What you need to do> Exact repetition of every record is required.

Data to process START

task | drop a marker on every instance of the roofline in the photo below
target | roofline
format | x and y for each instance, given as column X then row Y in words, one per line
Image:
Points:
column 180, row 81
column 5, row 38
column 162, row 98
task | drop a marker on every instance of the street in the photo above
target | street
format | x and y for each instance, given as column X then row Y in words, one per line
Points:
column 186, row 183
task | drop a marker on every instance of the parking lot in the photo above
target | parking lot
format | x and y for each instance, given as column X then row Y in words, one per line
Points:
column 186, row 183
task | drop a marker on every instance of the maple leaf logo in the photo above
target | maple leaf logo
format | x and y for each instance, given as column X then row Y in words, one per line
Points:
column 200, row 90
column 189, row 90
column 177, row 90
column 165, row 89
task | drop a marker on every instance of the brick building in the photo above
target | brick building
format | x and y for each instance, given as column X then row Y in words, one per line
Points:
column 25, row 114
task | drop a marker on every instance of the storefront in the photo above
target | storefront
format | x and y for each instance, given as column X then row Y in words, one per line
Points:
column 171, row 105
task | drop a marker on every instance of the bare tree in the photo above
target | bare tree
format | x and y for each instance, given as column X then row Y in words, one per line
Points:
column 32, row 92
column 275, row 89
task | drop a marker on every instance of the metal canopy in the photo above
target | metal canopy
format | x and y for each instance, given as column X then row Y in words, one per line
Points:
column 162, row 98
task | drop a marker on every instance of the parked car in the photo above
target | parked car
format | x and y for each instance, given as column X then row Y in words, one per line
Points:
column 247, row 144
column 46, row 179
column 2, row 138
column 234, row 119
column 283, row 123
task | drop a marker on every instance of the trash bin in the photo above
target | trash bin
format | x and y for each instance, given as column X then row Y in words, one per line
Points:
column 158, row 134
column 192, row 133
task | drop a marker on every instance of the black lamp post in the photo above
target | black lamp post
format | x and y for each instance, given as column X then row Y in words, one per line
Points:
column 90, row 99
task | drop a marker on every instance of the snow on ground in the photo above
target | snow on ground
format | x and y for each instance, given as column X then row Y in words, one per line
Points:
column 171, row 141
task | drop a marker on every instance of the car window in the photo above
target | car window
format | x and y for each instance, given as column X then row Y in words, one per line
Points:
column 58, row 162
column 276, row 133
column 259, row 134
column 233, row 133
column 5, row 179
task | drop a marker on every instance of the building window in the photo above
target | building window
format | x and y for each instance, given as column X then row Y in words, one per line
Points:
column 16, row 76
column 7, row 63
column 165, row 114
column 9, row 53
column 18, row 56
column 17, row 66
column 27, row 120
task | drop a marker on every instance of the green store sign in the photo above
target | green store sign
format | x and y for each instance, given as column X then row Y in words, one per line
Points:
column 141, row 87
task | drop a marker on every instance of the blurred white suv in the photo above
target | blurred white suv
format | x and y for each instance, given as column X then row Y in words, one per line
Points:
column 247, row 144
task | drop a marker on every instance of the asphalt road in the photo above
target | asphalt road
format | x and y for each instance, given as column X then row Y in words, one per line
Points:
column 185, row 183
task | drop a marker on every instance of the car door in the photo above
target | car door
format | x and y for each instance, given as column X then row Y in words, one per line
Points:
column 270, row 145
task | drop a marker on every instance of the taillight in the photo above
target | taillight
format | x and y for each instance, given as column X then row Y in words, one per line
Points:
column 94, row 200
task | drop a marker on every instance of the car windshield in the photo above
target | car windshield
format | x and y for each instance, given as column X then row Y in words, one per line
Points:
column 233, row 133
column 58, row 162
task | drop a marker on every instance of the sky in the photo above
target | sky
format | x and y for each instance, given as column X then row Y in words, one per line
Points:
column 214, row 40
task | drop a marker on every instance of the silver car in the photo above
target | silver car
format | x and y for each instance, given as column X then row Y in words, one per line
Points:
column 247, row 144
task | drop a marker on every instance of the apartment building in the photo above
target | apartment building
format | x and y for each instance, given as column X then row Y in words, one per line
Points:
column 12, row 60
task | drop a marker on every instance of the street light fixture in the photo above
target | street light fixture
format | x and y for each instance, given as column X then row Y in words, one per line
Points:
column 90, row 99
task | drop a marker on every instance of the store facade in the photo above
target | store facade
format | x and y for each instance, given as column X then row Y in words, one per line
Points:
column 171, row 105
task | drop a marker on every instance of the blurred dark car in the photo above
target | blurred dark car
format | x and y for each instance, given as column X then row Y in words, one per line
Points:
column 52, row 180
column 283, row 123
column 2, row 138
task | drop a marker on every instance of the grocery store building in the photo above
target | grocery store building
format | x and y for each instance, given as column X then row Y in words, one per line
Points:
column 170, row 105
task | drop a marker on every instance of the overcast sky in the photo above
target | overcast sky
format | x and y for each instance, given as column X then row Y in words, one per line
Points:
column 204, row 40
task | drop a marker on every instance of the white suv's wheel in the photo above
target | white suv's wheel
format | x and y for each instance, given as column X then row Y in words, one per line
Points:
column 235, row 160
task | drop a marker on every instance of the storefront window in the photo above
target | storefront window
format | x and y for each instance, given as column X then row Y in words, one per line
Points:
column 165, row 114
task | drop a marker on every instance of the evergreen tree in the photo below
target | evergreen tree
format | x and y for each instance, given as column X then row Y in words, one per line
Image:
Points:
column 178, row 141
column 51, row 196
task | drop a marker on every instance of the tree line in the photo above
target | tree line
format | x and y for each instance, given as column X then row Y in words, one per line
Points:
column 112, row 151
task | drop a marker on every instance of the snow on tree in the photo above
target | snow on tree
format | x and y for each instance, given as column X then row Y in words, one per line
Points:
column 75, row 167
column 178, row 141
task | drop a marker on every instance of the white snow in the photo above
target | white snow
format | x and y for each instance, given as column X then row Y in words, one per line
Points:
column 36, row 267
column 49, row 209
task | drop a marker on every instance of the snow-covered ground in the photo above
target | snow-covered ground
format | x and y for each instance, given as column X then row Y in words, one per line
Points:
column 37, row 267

Data to process END

Exercise response>
task | drop a marker on every instance of the roofline in the photo below
target | roofline
format | x and y for each instance, given as column X then row Y in words, one per line
Image:
Points:
column 180, row 81
column 5, row 38
column 162, row 98
task | drop a marker on every instance of the street in the photo above
target | street
format | x and y for each instance, given as column X then row Y in words, one per line
Points:
column 186, row 183
task | drop a marker on every instance of the parking lot in the photo above
target | parking lot
format | x and y for each instance, given as column X then row Y in words, one per line
Points:
column 186, row 183
task | drop a marker on every instance of the maple leaf logo in the photo above
target | maple leaf logo
format | x and y for each instance, given as column X then row Y in words, one per line
Points:
column 200, row 90
column 189, row 90
column 177, row 90
column 165, row 89
task | drop a marker on every instance of the brick building in the photo above
target | brick building
format | x and y for each instance, given as column X then row Y in words, one per line
Points:
column 25, row 114
task | drop a marker on every instance of the storefront in the photo above
target | storefront
format | x and y for each instance, given as column X then row Y in words, one per line
Points:
column 171, row 105
task | drop a marker on every instance of the bare tree in the photo above
target | bare tree
format | x and y for each instance, given as column X then row Y in words, one per line
Points:
column 32, row 92
column 275, row 89
task | drop a marker on every instance of the metal canopy in the photo above
target | metal canopy
format | x and y for each instance, given as column X then row Y in words, one per line
Points:
column 162, row 98
task | drop a marker on every instance of the parked car in the photo above
target | parked car
format | x and y for each instance, given as column X then row Y in words, one per line
Points:
column 247, row 144
column 46, row 179
column 2, row 138
column 234, row 119
column 283, row 123
task | drop a marker on every instance of the trash bin in the photo above
target | trash bin
format | x and y for each instance, given as column X then row Y in words, one per line
Points:
column 158, row 134
column 192, row 133
task | drop a marker on every instance of the black lamp post in the photo above
target | black lamp post
format | x and y for each instance, given as column X then row Y in words, one per line
Points:
column 90, row 99
task | drop a marker on every instance of the snow on ground in the photo above
target | snow on ground
format | x and y for each instance, given as column X then row Y in words, one per line
Points:
column 171, row 141
task | drop a marker on every instance of the car window in the photo above
target | car window
format | x and y for each instance, given as column X then row Y in words, one per line
Points:
column 58, row 162
column 276, row 133
column 259, row 134
column 233, row 133
column 5, row 179
task | drop a marker on every instance of the building window in the photo above
target | building window
format | x and y for each instance, given as column X then row Y in words, one per line
Points:
column 16, row 76
column 7, row 63
column 165, row 114
column 9, row 53
column 18, row 56
column 17, row 66
column 27, row 120
task | drop a marker on every instance of the green store sign in the photo above
target | green store sign
format | x and y for each instance, given as column X then row Y in words, one per line
Points:
column 141, row 87
task | drop a marker on every instance of the blurred white suv in the photo above
target | blurred white suv
format | x and y for each instance, given as column X then row Y in words, one per line
Points:
column 247, row 144
task | drop a marker on every instance of the asphalt road in the photo above
target | asphalt road
format | x and y for each instance, given as column X then row Y in words, one per line
Points:
column 185, row 183
task | drop a marker on every instance of the car door in the photo above
target | car door
format | x and y for each instance, given as column X then row Y in words, one per line
Points:
column 270, row 145
task | drop a marker on every instance of the taillight in the photo above
target | taillight
format | x and y for each instance, given as column X then row Y in words, one per line
Points:
column 94, row 200
task | drop a marker on every instance of the car windshield in the photo above
target | car windshield
format | x and y for each instance, given as column X then row Y in words, one per line
Points:
column 233, row 133
column 58, row 162
task | drop a marker on every instance of the sky in the photo above
target | sky
format | x and y for each instance, given as column X then row Y in words, one per line
Points:
column 214, row 40
task | drop a marker on every instance of the silver car in the photo above
target | silver car
format | x and y for each instance, given as column X then row Y in words, one per line
Points:
column 247, row 144
task | drop a marker on every instance of the apartment building in the photo above
target | apartment building
format | x and y for each instance, given as column X then row Y in words, one per line
Points:
column 12, row 60
task | drop a marker on every instance of the street light fixture in the photo above
target | street light fixture
format | x and y for each instance, given as column X then row Y in words, one per line
Points:
column 90, row 99
task | drop a marker on every instance of the store facade in the photo above
target | store facade
format | x and y for each instance, given as column X then row Y in words, one per line
Points:
column 171, row 105
task | drop a marker on every instance of the blurred dark car in the photo above
target | blurred dark car
format | x and y for each instance, given as column X then row Y in words, one per line
Points:
column 52, row 180
column 283, row 123
column 2, row 138
task | drop a marker on every instance of the grocery store building in the photo above
target | grocery store building
format | x and y for each instance, given as column X then row Y in words, one per line
Points:
column 170, row 105
task | drop a marker on every instance of the overcast sky in the photo above
target | overcast sky
format | x and y for each instance, given as column X then row Y in words, one per line
Points:
column 204, row 40
task | drop a marker on every instance of the white suv's wheel in the photo above
target | white suv's wheel
format | x and y for each instance, given as column X then row Y in words, one per line
Points:
column 235, row 160
task | drop a marker on every instance of the storefront window in the photo above
target | storefront window
format | x and y for each instance, given as column X then row Y in words, one per line
Points:
column 165, row 114
task | drop a marker on every instance of the evergreen tree in the photo below
target | evergreen tree
format | x and y for each instance, given as column X then row Y in words, one per line
Image:
Points:
column 178, row 141
column 51, row 196
task | drop a marker on every instance of the tree line in the photo above
target | tree line
format | x and y for each instance, given as column X then row Y in words, one per line
Points:
column 112, row 151
task | drop a marker on every instance of the snow on tree in the photo above
target | snow on tree
format | x and y for each instance, given as column X then row Y in words, one per line
Points:
column 75, row 167
column 178, row 141
task | drop a marker on every instance of the white snow in the photo above
target | white snow
format | x and y for each instance, given as column X then row Y in words, one per line
Points:
column 36, row 267
column 49, row 209
task | drop a marker on every instance of the snow-covered ground in the photo above
target | snow-covered ground
format | x and y for each instance, given as column X then row Y in words, one per line
Points:
column 37, row 267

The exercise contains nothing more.